— start of Task material —

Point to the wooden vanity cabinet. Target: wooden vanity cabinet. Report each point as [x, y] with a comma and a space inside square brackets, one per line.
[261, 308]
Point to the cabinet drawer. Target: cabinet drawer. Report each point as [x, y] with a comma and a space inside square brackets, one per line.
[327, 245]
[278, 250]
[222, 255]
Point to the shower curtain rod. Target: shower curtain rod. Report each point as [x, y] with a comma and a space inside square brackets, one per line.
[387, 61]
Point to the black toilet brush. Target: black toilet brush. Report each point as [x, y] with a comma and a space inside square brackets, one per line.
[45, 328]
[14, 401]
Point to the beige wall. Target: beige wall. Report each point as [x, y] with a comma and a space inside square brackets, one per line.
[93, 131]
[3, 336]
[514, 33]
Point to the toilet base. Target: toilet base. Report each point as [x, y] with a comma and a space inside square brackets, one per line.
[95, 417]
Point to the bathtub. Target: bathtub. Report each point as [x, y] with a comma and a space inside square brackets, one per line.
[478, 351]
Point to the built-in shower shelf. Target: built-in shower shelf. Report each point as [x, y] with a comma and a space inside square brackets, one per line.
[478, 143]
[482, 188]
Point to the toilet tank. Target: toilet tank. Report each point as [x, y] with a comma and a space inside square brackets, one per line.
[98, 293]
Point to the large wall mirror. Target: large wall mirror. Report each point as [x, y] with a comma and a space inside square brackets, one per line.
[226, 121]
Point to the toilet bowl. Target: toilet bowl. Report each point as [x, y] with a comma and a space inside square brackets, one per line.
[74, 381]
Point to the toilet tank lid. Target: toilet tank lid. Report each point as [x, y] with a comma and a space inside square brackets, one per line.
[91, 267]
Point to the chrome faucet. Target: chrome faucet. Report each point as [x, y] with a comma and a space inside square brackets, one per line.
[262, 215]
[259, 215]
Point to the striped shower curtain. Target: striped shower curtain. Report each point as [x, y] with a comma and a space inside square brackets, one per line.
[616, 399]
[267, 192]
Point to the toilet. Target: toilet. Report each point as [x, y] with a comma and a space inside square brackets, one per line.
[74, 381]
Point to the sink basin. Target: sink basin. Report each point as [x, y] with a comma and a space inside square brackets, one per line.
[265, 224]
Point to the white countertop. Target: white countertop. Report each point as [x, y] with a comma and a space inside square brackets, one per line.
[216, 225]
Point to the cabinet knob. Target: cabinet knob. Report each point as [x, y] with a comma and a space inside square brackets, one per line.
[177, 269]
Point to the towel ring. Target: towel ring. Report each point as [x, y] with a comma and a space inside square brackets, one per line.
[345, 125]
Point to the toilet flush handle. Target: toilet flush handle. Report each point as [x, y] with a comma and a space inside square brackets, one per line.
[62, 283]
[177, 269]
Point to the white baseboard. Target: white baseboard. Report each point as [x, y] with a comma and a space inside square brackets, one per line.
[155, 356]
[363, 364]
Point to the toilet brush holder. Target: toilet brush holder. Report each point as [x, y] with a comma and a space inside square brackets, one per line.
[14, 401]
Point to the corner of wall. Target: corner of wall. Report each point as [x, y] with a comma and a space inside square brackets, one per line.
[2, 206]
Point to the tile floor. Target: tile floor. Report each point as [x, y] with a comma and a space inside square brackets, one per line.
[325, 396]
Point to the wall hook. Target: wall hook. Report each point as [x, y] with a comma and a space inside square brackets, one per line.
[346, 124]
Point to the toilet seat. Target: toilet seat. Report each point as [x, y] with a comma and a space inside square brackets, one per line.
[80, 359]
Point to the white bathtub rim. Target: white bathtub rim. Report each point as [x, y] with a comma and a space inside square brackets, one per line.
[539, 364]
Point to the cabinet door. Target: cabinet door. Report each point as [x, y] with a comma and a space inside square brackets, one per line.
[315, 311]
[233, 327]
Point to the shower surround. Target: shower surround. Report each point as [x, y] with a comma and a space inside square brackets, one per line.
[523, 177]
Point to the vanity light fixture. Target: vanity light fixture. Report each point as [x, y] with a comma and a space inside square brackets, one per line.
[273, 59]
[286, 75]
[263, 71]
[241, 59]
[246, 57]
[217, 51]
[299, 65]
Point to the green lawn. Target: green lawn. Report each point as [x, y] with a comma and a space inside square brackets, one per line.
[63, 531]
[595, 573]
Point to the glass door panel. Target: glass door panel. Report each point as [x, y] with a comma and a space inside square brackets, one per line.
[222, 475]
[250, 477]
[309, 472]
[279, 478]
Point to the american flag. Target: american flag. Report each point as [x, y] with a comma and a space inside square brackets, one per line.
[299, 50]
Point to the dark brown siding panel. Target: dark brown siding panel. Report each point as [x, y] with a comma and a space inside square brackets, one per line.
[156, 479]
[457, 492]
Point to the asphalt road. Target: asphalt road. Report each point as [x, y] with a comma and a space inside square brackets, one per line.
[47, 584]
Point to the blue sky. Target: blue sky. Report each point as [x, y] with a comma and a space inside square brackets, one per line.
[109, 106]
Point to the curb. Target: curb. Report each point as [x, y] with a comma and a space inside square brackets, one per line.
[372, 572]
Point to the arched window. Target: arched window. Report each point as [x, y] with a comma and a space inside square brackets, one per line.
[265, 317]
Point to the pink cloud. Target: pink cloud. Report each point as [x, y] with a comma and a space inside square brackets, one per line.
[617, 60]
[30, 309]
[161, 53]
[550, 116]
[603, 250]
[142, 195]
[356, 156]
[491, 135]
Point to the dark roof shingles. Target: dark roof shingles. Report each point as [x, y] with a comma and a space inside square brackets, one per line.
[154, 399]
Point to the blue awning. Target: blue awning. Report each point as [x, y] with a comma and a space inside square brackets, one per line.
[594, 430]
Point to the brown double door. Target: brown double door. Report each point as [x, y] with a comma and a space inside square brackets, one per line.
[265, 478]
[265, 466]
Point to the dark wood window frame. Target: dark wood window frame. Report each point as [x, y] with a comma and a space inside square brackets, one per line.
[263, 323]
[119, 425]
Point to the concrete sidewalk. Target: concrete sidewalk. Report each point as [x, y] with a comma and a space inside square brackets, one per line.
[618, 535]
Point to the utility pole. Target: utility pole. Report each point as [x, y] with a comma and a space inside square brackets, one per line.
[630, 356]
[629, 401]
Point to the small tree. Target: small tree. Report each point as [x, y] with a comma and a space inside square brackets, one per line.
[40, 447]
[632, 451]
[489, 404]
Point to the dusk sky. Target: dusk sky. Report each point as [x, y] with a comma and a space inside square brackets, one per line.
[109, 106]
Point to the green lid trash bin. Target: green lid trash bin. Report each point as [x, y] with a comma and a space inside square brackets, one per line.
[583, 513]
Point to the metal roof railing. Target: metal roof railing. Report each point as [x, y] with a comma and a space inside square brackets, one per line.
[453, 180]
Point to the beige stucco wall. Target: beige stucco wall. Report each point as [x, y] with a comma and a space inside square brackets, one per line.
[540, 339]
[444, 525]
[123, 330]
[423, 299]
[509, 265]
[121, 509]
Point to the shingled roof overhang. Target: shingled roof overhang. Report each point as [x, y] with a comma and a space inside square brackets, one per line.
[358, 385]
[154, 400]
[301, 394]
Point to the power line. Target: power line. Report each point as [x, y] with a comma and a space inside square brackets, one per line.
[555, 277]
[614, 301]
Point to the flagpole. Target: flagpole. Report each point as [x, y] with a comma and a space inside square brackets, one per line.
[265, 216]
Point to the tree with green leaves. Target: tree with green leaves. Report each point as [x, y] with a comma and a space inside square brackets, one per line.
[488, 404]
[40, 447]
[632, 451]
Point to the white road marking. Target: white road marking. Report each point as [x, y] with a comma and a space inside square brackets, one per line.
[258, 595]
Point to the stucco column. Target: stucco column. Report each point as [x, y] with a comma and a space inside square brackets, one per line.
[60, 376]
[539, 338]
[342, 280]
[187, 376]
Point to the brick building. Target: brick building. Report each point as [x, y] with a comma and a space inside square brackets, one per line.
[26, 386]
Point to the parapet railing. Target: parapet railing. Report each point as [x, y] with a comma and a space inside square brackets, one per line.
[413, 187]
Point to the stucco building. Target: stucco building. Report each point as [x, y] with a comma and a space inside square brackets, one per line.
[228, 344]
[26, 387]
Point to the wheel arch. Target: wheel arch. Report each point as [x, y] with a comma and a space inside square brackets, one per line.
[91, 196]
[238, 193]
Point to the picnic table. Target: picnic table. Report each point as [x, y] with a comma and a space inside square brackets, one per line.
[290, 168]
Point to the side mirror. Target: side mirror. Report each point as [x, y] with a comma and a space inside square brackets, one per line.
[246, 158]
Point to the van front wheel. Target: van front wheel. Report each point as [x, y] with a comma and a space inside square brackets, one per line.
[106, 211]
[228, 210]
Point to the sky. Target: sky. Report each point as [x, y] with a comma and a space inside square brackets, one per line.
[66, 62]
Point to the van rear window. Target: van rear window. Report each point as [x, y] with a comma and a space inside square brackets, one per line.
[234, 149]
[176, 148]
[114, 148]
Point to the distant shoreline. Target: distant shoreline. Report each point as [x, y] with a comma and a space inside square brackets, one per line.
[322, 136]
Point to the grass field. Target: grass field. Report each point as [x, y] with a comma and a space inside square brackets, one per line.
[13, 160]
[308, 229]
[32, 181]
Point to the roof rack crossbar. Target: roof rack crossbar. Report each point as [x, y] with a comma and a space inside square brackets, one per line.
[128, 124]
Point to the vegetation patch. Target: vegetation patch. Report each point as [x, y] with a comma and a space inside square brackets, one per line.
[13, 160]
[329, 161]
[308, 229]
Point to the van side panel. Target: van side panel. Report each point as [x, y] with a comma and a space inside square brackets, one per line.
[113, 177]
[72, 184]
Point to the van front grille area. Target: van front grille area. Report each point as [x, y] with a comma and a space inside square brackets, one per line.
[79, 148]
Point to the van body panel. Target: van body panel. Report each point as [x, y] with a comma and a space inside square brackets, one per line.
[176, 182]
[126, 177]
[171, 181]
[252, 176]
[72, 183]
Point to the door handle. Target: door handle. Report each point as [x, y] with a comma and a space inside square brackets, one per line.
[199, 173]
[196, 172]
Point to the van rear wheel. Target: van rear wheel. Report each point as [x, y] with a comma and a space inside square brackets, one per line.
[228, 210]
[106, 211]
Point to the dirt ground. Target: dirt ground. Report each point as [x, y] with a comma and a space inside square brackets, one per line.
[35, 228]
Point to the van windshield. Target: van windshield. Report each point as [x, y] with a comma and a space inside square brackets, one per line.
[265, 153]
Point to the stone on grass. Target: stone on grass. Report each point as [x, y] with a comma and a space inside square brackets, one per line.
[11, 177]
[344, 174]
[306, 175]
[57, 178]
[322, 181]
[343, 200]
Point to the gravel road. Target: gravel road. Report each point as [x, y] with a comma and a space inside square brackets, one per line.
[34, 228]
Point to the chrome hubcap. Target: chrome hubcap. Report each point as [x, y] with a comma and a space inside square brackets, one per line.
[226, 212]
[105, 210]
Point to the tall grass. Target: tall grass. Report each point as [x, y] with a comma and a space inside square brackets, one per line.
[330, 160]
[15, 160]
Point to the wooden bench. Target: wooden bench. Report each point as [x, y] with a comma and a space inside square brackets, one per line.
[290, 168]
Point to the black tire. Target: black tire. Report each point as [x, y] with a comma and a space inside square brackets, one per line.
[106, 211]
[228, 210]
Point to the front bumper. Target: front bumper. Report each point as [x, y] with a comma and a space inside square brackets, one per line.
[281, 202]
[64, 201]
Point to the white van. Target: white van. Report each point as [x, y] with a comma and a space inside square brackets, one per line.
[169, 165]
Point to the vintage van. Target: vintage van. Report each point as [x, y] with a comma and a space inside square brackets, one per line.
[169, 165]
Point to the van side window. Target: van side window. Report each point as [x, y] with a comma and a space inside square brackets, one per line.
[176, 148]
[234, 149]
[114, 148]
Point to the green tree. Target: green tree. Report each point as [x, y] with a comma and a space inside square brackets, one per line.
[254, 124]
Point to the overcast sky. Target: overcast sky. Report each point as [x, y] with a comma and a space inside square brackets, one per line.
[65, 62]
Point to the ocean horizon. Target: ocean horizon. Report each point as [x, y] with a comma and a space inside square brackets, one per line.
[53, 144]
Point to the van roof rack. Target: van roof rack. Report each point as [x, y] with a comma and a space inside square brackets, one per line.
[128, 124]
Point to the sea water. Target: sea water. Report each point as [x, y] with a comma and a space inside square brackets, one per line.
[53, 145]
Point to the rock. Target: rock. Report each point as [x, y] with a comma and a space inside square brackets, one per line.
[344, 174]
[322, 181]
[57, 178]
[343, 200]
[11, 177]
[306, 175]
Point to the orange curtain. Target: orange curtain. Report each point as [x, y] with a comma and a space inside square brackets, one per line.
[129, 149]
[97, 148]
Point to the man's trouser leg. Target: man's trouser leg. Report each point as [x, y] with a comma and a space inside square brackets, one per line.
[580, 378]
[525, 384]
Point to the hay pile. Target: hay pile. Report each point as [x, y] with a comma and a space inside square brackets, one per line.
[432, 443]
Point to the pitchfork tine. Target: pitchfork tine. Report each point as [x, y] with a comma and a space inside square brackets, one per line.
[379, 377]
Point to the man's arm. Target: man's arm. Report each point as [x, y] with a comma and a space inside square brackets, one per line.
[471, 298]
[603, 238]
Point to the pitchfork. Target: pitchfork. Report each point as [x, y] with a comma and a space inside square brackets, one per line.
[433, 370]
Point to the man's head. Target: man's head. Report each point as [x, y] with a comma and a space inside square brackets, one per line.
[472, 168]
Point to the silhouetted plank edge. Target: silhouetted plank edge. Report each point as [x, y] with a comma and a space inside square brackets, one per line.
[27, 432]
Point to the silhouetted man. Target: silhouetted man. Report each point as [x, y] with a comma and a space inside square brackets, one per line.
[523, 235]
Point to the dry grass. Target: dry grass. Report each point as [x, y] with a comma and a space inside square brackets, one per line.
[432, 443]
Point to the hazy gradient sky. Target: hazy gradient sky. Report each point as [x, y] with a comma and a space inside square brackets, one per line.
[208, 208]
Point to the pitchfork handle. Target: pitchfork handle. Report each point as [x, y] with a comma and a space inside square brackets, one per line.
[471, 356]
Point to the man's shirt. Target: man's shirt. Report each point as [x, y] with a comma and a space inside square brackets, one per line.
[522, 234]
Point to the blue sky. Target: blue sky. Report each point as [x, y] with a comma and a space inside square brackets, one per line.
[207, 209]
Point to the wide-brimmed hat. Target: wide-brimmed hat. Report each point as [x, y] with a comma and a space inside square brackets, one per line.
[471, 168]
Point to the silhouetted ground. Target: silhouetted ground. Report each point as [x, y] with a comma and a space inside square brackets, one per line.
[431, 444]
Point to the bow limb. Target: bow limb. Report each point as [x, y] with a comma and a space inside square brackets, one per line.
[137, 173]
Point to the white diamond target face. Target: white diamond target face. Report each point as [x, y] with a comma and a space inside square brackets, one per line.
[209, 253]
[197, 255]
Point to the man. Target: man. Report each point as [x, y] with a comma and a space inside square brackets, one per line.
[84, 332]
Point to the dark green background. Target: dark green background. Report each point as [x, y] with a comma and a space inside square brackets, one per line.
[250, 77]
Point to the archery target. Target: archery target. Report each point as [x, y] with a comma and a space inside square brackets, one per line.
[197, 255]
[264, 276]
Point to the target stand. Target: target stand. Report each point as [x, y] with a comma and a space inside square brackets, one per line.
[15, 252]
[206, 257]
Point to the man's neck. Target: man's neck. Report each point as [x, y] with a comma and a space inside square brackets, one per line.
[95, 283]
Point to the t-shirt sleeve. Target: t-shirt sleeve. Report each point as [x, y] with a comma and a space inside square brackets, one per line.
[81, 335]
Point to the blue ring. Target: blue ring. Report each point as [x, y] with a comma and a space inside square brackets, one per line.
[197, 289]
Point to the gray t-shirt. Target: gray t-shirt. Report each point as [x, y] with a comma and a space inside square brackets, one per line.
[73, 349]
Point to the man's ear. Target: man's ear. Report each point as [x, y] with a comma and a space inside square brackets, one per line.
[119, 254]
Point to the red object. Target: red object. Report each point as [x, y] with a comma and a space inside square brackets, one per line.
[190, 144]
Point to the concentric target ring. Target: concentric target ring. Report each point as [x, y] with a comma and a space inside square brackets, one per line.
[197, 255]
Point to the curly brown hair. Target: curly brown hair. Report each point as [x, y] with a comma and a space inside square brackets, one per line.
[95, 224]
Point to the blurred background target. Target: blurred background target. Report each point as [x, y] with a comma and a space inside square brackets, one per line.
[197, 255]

— end of Task material —

Objective:
Reproduce the final stretch of the data above: every line from the one holding "Point to the man's neck." through the end, inclusive, exactly as written and nothing else.

Solution to this exercise:
Point to the man's neck. Target: man's neck. Report each point as [x, y] with a comma and a space inside square brackets, one per line.
[95, 283]
Point to the t-shirt sleeve. Target: t-shirt sleeve. Report each point as [x, y] with a comma and a space inside square brackets, one per line.
[81, 335]
Point to the blue ring. Target: blue ring. Report each point as [x, y] with a comma and a space inside square brackets, one per line.
[197, 289]
Point to the gray t-shirt. Target: gray t-shirt. Report each point as [x, y] with a comma and a space inside square brackets, one per line.
[73, 349]
Point to the man's ear. Target: man's ear. Report each point as [x, y] with a comma and a space inside square brackets, one per line.
[119, 254]
Point to the red object. Target: red object. Report each point as [x, y] with a comma and a space inside square brackets, one per line.
[190, 144]
Point to the concentric target ring. Target: concentric target ring. Report each point as [x, y] with a comma and a space inside square brackets, one per line.
[197, 255]
Point to the curly brown hair. Target: curly brown hair. Report each point as [x, y] with a comma and a space inside square brackets, one per line.
[95, 224]
Point to the blurred background target. Target: blurred background target. Report each point as [x, y] with a comma and a space inside square brackets, one per line.
[197, 255]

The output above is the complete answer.